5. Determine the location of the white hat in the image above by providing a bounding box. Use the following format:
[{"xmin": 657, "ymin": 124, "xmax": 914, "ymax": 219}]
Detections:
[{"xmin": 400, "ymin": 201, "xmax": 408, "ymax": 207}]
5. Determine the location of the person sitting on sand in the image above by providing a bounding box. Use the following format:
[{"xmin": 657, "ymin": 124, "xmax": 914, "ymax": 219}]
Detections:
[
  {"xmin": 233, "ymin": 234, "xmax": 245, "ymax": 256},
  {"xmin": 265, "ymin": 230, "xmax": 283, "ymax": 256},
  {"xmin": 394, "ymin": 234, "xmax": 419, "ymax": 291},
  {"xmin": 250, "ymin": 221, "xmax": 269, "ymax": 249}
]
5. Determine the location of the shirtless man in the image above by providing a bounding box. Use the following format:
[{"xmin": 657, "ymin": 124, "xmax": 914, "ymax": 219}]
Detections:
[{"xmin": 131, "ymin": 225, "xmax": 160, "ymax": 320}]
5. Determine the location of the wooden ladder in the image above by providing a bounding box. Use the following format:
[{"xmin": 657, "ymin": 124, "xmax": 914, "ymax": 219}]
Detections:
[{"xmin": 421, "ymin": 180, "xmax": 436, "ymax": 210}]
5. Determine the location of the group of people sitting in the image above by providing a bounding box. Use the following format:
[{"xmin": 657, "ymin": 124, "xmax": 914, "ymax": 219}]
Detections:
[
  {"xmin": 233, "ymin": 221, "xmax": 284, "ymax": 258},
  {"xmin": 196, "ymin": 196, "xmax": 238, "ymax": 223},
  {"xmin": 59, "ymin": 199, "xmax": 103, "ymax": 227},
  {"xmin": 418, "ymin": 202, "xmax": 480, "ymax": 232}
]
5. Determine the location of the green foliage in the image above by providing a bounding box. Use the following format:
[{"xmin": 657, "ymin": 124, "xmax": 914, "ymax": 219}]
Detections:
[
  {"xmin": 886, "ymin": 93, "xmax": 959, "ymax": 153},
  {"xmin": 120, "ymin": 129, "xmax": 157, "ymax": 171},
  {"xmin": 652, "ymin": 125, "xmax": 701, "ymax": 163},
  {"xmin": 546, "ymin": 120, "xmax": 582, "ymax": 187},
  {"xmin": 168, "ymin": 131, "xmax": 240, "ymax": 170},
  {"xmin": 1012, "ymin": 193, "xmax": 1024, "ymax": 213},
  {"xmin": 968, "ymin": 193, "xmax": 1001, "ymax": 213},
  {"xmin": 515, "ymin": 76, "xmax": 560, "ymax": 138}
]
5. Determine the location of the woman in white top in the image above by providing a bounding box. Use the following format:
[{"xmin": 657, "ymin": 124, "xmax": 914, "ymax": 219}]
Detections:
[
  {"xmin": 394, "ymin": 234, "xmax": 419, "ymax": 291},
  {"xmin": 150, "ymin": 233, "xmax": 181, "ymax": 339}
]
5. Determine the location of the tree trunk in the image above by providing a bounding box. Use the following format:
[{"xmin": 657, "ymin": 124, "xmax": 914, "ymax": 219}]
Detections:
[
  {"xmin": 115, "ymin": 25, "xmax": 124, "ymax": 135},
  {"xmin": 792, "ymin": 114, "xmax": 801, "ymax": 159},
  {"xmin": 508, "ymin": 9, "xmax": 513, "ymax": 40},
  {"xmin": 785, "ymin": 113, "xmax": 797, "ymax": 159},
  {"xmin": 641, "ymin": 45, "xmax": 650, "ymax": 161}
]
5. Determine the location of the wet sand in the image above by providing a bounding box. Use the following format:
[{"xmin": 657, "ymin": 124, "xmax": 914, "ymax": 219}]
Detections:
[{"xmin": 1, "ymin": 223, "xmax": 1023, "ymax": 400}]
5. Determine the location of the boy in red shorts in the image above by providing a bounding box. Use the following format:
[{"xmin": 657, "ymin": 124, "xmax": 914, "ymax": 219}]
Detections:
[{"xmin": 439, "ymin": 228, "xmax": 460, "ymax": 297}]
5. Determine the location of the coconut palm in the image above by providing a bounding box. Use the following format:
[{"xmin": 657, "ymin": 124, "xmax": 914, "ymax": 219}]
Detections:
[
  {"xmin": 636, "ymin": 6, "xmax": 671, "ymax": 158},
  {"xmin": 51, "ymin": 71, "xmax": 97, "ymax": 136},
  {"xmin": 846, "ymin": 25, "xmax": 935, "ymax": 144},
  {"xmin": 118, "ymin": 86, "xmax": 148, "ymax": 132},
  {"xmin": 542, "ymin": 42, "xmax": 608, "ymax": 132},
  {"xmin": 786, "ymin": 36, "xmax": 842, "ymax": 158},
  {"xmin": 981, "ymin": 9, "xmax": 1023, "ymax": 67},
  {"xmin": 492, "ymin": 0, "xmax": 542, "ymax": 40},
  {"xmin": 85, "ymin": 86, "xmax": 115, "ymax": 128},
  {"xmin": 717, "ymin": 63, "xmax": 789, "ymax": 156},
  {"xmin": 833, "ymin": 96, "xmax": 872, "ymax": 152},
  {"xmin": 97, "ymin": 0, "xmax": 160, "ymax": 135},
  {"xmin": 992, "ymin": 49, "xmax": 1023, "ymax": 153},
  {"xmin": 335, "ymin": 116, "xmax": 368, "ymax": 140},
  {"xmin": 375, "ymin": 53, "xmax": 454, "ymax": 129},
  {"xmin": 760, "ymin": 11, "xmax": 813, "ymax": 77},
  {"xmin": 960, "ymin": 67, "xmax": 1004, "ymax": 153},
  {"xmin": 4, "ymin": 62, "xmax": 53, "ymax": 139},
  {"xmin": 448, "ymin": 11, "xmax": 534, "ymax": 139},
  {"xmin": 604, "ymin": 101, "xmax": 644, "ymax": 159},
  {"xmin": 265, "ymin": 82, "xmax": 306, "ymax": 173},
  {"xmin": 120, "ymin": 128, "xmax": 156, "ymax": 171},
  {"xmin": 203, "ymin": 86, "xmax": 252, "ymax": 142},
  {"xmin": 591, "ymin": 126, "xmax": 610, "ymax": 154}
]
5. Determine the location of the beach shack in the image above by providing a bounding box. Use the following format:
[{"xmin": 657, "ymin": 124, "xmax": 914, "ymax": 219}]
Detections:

### Your goal
Report each line of the entries where the word "white" occurs.

### Task response
5. Determine the location of the white hat in the image above by providing a bounding box. Use the following format:
5. Determine the location of the woman in white top in the image above by providing a bounding box. Use the following format:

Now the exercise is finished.